DATASET RECORDS =
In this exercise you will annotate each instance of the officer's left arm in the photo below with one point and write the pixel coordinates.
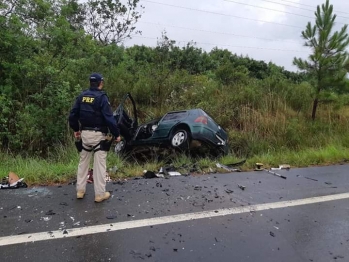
(74, 116)
(108, 116)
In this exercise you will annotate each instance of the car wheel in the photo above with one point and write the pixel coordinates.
(120, 147)
(180, 139)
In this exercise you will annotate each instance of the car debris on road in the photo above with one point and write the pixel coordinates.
(12, 181)
(259, 167)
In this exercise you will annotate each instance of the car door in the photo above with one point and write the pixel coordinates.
(126, 117)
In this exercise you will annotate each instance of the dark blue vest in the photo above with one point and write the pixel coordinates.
(90, 109)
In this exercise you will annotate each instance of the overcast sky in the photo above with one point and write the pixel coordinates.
(260, 35)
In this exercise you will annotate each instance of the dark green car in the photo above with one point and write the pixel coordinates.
(177, 129)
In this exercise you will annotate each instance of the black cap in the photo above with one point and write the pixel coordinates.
(95, 77)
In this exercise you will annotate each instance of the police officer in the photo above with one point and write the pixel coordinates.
(92, 109)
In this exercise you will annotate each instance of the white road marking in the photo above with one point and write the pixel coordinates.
(74, 232)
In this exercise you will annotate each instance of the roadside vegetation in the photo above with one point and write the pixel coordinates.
(273, 116)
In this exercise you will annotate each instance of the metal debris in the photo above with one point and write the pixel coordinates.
(241, 187)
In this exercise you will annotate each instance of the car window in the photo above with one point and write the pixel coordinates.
(208, 116)
(175, 116)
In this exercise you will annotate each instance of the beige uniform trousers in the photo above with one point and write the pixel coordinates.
(90, 139)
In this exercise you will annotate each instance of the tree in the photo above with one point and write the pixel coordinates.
(110, 21)
(328, 62)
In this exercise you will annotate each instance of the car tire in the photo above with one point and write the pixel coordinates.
(120, 147)
(180, 139)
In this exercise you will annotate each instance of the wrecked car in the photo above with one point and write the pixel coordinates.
(176, 129)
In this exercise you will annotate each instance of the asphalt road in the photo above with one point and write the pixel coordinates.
(201, 218)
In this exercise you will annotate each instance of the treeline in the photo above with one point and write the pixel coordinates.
(48, 48)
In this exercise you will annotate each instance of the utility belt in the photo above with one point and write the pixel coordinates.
(102, 129)
(104, 145)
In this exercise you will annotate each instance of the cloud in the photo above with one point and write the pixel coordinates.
(223, 26)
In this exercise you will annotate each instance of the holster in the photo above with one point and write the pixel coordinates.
(105, 145)
(78, 145)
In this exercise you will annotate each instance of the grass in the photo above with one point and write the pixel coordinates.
(61, 167)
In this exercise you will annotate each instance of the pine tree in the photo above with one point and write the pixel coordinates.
(328, 63)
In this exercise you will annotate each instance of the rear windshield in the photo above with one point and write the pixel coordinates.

GIVEN REQUEST = Can you reproduce the data verbatim, starting at the line that contains "In this exercise you will annotate each instance of the pine" and ending at the final line of the data, with both of those lines included?

WORKED SOLUTION =
In this exercise you will annotate each instance of the pine tree in the photo above with one point and write the pixel coordinates.
(328, 63)
In this exercise you will annotate each instance of the rear windshield in the photo above with one point and write the pixel coordinates.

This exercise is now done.